--- SOURCE DOCUMENT Enclosed Below ---

Liam Scheff: Yeah. Yeah, that's the funny thing. There's a very religious
quality to it, and people do not want to be bothered to overthrow the
current religion, because our new sciences are not science. Science used to
be called "natural philosophy."
1800s, there were guys who went out and said, "We're going to reject the
medieval Catholic church and its notion that Yahweh," what they called God,
". . . created everything in a moment, and nothing has ever changed. We're
going to try to look at what we call nature," which is a very mysterious
word in itself if you really think about it. "But what we call nature is
observable, and there are observable tendencies, and we're going to see if
things change, or what happens, and how life works."
And they did. They observed, and they found this, that, or the other thing
worked, or it didn't. They made sort of gentlemanly observations. "Well, we
observed this happened." They would say, "Now we can form no entirely
complete hypothesis because we're only seeing, after all, a tiny, tiny part
of the whole."
Well now, that's forgotten, and the tiny, tiny, tiny, part of the whole
under the whole powerful microscope somehow becomes the whole world.

--- End of Enclosed SOURCE DOCUMENT ---
--- EXTRACTED ENTRIES Enclosed Below ---

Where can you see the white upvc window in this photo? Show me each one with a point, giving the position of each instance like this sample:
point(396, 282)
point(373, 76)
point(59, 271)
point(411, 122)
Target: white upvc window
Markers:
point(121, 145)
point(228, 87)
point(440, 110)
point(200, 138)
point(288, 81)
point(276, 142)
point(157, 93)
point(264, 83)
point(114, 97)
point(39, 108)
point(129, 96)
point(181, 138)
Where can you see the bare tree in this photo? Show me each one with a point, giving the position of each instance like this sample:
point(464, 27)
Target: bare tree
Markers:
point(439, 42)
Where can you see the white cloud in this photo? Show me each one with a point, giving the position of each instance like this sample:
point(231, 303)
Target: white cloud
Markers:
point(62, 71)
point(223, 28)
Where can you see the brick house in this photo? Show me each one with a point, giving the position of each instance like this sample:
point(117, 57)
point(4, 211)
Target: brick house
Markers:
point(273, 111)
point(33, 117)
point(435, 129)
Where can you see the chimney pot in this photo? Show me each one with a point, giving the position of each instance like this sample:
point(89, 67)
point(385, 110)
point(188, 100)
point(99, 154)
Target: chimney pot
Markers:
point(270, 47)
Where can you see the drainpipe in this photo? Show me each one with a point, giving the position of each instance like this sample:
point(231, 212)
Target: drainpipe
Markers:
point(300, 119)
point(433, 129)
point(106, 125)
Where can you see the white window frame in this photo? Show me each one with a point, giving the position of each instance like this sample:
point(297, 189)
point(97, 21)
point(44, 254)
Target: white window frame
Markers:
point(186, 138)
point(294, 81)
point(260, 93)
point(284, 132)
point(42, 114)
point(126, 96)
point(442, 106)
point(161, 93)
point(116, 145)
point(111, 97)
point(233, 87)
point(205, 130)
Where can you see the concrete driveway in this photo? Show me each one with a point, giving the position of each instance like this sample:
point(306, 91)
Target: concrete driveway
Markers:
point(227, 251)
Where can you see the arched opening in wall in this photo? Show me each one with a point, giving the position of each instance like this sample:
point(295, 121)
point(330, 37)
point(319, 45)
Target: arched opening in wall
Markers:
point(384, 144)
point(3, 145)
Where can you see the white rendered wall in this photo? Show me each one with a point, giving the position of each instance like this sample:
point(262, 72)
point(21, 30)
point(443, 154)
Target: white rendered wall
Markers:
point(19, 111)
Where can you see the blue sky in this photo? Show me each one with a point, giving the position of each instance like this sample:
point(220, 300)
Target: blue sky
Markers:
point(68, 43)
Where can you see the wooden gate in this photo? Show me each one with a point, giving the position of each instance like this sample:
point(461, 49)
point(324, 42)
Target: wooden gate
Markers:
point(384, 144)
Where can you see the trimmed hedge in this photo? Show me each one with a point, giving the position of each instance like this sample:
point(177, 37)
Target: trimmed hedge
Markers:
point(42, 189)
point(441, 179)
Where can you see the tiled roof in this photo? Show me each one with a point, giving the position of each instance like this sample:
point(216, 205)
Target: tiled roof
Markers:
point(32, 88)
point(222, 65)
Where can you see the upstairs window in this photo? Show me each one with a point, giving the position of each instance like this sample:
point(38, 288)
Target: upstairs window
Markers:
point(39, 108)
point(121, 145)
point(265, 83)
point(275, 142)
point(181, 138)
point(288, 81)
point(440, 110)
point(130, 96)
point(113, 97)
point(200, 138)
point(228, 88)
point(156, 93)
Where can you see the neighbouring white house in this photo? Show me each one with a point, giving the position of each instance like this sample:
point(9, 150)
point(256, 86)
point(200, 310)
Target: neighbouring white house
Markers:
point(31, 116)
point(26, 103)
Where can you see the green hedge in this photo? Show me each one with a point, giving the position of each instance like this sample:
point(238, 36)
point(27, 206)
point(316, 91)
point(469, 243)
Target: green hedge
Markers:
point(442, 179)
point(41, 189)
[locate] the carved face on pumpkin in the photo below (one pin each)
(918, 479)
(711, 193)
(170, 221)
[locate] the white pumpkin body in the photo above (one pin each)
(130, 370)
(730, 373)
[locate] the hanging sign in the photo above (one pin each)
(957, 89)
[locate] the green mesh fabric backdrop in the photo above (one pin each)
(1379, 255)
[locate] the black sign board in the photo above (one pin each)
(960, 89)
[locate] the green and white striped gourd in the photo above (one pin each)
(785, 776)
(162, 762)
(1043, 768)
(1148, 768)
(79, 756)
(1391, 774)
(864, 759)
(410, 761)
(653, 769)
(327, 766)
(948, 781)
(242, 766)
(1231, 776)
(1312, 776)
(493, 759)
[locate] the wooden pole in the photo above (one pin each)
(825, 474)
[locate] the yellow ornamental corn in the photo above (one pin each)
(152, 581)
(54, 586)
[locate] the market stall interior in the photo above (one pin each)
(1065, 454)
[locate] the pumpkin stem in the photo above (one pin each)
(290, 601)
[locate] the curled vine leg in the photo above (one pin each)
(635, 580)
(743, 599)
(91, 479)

--- End of Enclosed EXTRACTED ENTRIES ---

#### WHAT TO WORK ON:
Copy the transcript passage starting at "And they did." and ending at "the whole world.", and change "gentlemanly" to "courteous".

#### SOLUTION TO THE EXERCISE:
And they did. They observed, and they found this, that, or the other thing
worked, or it didn't. They made sort of courteous observations. "Well, we
observed this happened." They would say, "Now we can form no entirely
complete hypothesis because we're only seeing, after all, a tiny, tiny part
of the whole."
Well now, that's forgotten, and the tiny, tiny, tiny, part of the whole
under the whole powerful microscope somehow becomes the whole world.